### Вопросы по тексту
a – Ответьте по тексту для чтения на вопросы:
(i) Сколько карет «скорой помощи» прибыло на площадь?
(ii) Где, по предположению автора, начинается настоящий героизм?
(iii) Что трепетало на прохладном ночном ветру?
b – Перепишите из текста для чтения без изменений фрагмент от слов «Не по себе стало» до слов «уже ночном ветру.».

### Текст для чтения
Не по себе стало только тогда, когда на площадь прибыли полтора-два десятка карет «скорой помощи». Медицинскую сторону дела героизм обычно выносит за скобки — а напрасно. Вполне вероятно, настоящий героизм начинается не в бою, а позже, в больничной палате, в операционной и перевязочной. Вкупе с со общениями о псковской дивизии эта мысль действовала на нервы. Ее обоснованность подтверждали «скорые» и курившие рядом с ними врачи. Их белые халаты трепетали на прохладном уже ночном ветру.

### Извлечённые данные
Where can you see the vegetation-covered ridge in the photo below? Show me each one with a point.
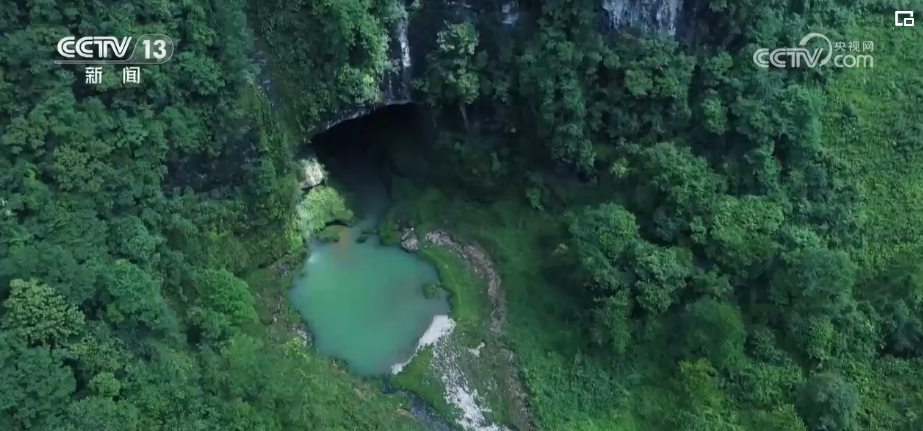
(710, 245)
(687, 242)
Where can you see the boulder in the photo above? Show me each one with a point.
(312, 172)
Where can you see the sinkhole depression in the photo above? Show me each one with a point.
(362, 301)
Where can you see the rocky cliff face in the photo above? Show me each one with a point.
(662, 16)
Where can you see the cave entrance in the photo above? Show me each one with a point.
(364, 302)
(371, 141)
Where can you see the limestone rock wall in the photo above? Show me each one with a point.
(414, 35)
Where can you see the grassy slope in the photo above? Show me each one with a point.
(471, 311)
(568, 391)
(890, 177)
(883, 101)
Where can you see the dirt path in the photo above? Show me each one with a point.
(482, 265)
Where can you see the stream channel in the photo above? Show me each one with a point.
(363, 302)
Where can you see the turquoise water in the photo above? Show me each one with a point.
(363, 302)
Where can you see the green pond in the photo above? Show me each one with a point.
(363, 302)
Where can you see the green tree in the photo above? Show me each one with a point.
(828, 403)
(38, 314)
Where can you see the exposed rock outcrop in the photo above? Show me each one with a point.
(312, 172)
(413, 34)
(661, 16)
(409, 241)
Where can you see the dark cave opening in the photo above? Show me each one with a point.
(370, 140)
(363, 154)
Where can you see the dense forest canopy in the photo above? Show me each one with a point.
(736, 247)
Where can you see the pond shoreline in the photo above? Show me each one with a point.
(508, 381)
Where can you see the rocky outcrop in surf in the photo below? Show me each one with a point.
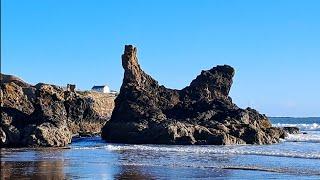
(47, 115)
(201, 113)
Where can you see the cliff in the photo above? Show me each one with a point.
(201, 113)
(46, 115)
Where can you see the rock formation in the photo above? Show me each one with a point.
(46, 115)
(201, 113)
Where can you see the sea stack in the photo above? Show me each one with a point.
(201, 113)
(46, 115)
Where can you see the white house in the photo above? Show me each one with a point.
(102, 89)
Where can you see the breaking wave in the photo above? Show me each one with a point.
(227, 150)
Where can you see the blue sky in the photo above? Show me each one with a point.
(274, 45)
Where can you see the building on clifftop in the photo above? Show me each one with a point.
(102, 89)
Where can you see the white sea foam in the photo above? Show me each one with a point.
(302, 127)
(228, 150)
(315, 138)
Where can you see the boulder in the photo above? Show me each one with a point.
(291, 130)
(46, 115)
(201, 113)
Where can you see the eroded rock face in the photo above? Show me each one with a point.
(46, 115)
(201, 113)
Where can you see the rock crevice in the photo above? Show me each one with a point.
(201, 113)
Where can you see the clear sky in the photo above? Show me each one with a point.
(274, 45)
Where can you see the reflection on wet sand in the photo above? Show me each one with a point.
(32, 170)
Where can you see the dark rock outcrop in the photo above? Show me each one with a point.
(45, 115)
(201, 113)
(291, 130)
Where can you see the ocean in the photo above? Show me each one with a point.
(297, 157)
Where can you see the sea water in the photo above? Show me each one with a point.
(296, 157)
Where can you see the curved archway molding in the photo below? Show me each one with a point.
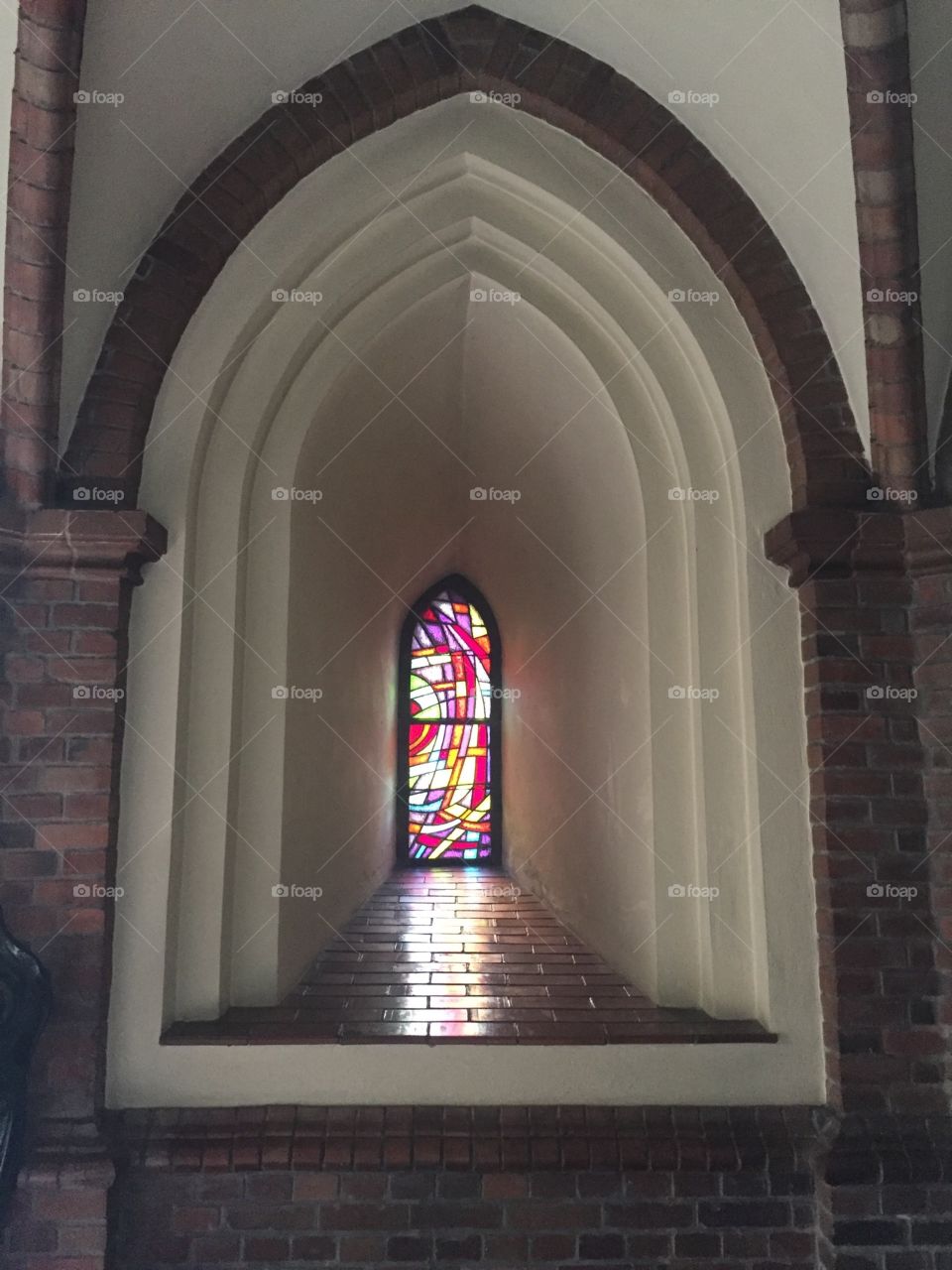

==

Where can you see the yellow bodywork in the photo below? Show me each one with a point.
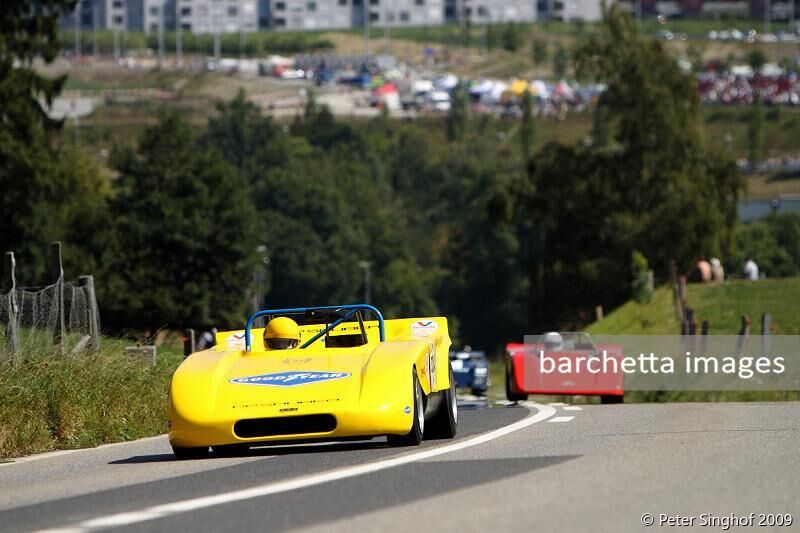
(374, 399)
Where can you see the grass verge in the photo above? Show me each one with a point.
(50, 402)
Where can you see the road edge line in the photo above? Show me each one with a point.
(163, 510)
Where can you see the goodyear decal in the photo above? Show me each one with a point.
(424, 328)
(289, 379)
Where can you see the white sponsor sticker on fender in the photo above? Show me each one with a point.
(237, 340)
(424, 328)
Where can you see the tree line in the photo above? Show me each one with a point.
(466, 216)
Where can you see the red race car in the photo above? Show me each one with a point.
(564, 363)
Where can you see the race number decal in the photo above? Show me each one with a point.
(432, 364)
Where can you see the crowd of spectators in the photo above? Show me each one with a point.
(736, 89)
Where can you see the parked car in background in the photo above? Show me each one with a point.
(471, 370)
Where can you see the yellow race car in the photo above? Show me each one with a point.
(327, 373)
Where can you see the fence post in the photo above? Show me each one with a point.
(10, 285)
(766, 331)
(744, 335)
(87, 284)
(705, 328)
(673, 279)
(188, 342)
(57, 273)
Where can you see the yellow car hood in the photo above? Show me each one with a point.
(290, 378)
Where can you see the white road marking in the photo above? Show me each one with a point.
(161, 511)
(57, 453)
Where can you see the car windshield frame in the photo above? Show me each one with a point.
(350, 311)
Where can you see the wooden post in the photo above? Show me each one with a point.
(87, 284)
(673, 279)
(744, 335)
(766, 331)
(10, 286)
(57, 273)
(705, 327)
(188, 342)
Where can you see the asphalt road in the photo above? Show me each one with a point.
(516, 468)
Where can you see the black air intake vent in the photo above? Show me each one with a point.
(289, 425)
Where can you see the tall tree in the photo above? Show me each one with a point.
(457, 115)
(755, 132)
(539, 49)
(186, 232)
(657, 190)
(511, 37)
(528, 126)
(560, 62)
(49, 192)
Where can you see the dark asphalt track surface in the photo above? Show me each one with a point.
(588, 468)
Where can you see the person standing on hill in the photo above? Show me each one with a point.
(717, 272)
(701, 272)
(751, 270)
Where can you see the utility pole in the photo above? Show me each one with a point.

### Ответы к заданиям
a –
(i) Полтора-два десятка.
(ii) Не в бою, а позже: в больничной палате, в операционной и перевязочной.
(iii) Белые халаты врачей, куривших рядом со «скорыми».

b –
Не по себе стало только тогда, когда на площадь прибыли полтора-два десятка карет «скорой помощи». Медицинскую сторону дела героизм обычно выносит за скобки — а напрасно. Вполне вероятно, настоящий героизм начинается не в бою, а позже, в больничной палате, в операционной и перевязочной. Вкупе с со общениями о псковской дивизии эта мысль действовала на нервы. Ее обоснованность подтверждали «скорые» и курившие рядом с ними врачи. Их белые халаты трепетали на прохладном уже ночном ветру.